▸ PROVIDED TEXT
--------------------------------------------------

36. In another judgment reported as 1969 (3) SCC 489 (Thakur Birendra Singh vs. The State of M.P. and others), the Court held that the High Court could have quashed the orders but the High Court was not sitting in appeal over the decision of the Board of Revenue. Once the orders complained of are quashed, the matter should have been left at large without any further direction leaving the Revenue Authorities free to take any steps.

7. The scope of power of judicial review has also been examined in a judgment reported as (1994) 6 SCC 651 (Tata Cellular vs. Union of India), the Supreme Court held as under:-

"74. Judicial review is concerned with reviewing not the merits of the decision in support of which the application for judicial review is made, but the decision-making process itself.
75. In Chief Constable of the North Wales Police v. Evans (1982) 3 All ER 141, 154, Lord Brightman said :
"Judicial review, as the words imply, is not an appeal from a decision, but a review of the manner in which the decision was made.
* * * Judicial review is concerned, not with the decision, but with the decision-making process. Unless that restriction on the power of the court is observed, the court will in my view, under the guise of preventing the abuse of power, be itself guilty of usurping power."

In the same case Lord Hailsham commented on the purpose of the remedy by way of judicial review under RSC, Ord. 53 in the following terms :

"This remedy, vastly increased in extent, and rendered, over a long period in recent years, of infinitely more convenient access than that provided by the old prerogative writs and actions for a declaration, is intended to protect the individual against the abuse of power by a wide range of authorities, judicial, quasi-judicial, and, as would originally have been thought when I first practiced at the Bar, administrative. It is not intended to take away from those authorities the powers and discretions properly vested in them by law and to substitute the courts as the bodies making the decisions. It is intended to see that the relevant authorities use their powers in a proper manner (p. 1160)."

In R. v. Panel on Takeovers and Mergers, ex p Datafin plc (1987) 1 All ER 564, Sir John Donaldson, M.R. commented:

"An application for judicial review is not an appeal." In Lonrho plc v. Secretary of State for Trade and Industry (1989) 2 All ER 609, Lord Keith said: "Judicial review is a protection and not a weapon."

--------------------------------------------------

▸ WRITTEN REQUEST 1
Starting at the line of the entries that contains "Please complete this annotation. The target class is open" and continuing through the end of the entries, rewrite those lines with "tight" replaced by "precise". Leave everything else unchanged.

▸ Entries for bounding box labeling
--------------------------------------------------

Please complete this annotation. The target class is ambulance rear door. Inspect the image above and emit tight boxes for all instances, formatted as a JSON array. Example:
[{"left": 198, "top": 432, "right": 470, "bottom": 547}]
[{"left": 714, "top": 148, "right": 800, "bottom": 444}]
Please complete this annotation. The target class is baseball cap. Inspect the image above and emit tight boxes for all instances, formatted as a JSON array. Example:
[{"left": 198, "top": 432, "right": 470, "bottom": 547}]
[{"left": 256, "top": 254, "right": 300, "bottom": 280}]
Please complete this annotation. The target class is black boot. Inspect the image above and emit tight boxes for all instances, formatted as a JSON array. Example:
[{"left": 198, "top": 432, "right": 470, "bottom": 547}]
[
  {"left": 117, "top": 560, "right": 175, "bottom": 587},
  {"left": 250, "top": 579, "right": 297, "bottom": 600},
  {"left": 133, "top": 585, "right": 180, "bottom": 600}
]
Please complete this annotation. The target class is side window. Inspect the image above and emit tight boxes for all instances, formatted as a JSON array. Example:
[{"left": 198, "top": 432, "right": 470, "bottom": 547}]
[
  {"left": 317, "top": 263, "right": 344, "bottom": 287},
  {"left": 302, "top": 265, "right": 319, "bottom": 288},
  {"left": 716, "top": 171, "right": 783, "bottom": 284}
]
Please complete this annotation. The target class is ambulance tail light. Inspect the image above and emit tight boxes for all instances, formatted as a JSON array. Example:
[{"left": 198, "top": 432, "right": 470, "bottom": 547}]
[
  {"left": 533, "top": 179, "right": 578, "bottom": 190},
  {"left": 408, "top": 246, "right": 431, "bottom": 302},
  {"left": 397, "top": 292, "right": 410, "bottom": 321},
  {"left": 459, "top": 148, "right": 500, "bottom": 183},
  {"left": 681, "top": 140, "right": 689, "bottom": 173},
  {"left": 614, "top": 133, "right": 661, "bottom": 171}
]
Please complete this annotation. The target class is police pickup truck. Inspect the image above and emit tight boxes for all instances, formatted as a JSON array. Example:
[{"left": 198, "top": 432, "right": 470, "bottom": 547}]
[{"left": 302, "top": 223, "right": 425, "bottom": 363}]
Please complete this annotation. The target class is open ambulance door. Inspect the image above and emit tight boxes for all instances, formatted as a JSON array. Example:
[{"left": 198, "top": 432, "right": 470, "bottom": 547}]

--------------------------------------------------

▸ WRITTEN REQUEST 2
Translate this sentence from the passage on judicial review into Spanish: "Judicial review is a protection and not a weapon."

▸ WRITTEN SOLUTION 1
Please complete this annotation. The target class is open ambulance door. Inspect the image above and emit precise boxes for all instances, formatted as a JSON array. Example:
[{"left": 198, "top": 432, "right": 470, "bottom": 547}]

▸ WRITTEN SOLUTION 2
La revisión judicial es una protección y no un arma.